Your instructions —
Rewrite every line of the data from the line containing "Can you find the green foliage?" through the end of the data, adding 113 to each number in the answer coordinates and leaving all other lines unchanged.

──────

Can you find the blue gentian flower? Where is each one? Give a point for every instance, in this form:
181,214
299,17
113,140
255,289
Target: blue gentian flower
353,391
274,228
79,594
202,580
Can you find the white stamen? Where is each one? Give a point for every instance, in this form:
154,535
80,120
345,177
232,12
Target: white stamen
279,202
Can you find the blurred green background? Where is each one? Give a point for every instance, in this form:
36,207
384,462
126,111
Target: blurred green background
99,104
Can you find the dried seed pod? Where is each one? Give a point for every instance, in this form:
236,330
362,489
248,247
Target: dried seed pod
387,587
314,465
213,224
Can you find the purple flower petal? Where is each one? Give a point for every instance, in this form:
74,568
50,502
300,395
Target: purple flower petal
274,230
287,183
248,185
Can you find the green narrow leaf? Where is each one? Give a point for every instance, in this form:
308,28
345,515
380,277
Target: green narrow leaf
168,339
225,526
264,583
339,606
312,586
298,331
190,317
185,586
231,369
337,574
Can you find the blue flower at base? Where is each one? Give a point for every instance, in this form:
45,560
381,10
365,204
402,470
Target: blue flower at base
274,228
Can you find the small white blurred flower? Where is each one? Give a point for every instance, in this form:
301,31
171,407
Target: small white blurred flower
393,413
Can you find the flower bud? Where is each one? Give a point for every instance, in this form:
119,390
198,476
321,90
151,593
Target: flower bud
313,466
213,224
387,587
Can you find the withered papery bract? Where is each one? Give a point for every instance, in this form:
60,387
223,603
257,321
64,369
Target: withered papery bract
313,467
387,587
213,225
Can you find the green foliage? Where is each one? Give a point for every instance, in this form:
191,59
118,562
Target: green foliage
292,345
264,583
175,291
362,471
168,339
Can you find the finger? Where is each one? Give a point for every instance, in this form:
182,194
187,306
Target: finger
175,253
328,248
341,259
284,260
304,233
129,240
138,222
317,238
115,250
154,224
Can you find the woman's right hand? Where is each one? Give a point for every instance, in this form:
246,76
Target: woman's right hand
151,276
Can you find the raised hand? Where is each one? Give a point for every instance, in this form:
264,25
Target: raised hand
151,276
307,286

──────

Problem solution —
Can you find the green foliage? Where is each one? Give a point for every instance, in this form:
191,59
118,562
Target: green foliage
405,458
377,696
288,404
475,584
281,452
Can you find the finger? Where is each one? Give a point for every instance, in this form:
182,194
187,306
Target: finger
288,366
441,361
454,372
397,373
417,346
242,353
251,335
430,351
228,363
267,337
Can you find the woman's right hand? Where is each one? Give a point for every instance, in this form:
246,76
Target: woman's right hand
264,389
Can you find the raised hand? Where is each one? Give a point for every instance, in this form:
264,25
Target: raised hand
264,389
420,399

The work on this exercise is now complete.